____ Texte donné

Dans le cadre de ces procédures intensives, nous sommes naturellement tributaires d’une coopération. À Zurich, la mobilisation est très forte. Ici aussi. Les personnes de tendance politique rouge-vert se sont montrées très intéressées par le principe de l’échange. En revanche, le camp des conservateurs n’a été que peu représenté dans le processus participatif jusqu’à présent. C’est regrettable. Nous sommes en quête d’un autre biais pour toucher un spectre plus large de la société. J’invite chacun à participer à ces procédures, ou tout au moins à s’informer et à voter. Le développement ne doit pas être une fin en soi pour les entreprises. Il doit s’agir d’un «je donne» et d’un «je reçois» avec les habitants.

________
____ Données fournies

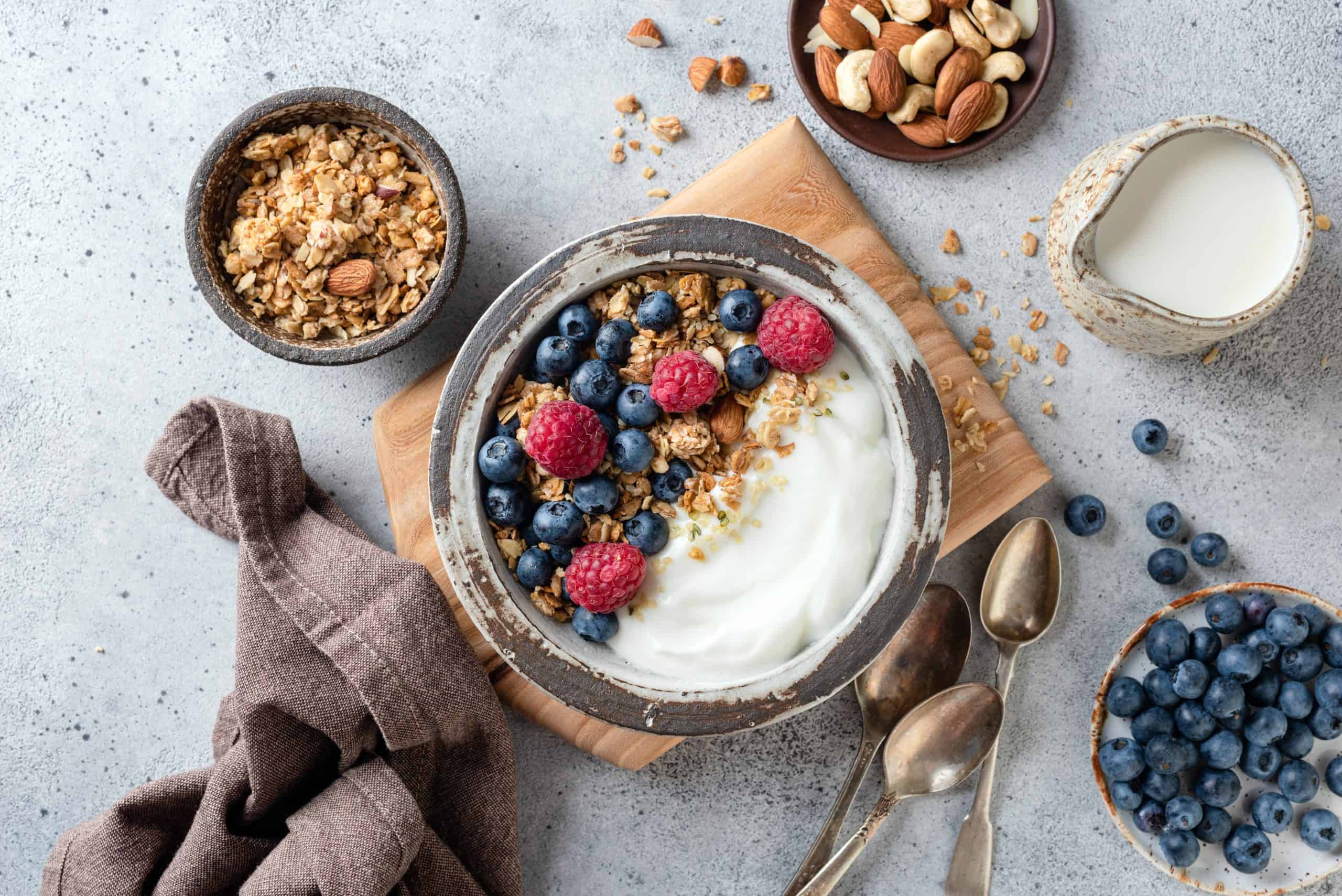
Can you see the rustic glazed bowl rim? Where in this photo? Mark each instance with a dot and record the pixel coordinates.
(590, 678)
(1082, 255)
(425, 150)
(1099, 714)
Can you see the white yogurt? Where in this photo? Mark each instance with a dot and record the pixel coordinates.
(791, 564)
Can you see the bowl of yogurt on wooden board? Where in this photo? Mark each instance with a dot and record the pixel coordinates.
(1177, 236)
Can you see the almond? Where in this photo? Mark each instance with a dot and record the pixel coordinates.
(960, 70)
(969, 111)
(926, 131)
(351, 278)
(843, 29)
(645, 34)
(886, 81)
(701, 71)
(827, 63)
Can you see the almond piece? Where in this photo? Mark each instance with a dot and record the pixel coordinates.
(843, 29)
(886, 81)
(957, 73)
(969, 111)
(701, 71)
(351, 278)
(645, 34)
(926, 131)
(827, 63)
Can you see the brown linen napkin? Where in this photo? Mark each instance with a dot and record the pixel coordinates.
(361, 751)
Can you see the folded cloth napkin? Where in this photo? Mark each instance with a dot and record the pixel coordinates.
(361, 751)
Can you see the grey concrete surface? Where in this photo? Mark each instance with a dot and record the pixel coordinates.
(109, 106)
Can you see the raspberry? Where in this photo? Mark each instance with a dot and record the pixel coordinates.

________

> [Consigne]: Pourriez-vous écrire la suite du texte sur la participation des habitants aux procédures de développement, à partir de sa dernière phrase ? Les items proviennent d'une autre source.

> [Réponse]:
Depuis le 1er décembre 2010, Jürg Stöckli est Responsable de la Division CFF immobilier et membre de la Direction du groupe CFF. Il est menuisier de formation, a étudié le droit à l’Université de Berne et est avocat à Berne. Il a également obtenu un Executive MBA à l’Université de Saint-Gall. Avant de prendre la direction de l’immobilier, il était COO de la société suisse de services immobiliers Privera et membre de la direction.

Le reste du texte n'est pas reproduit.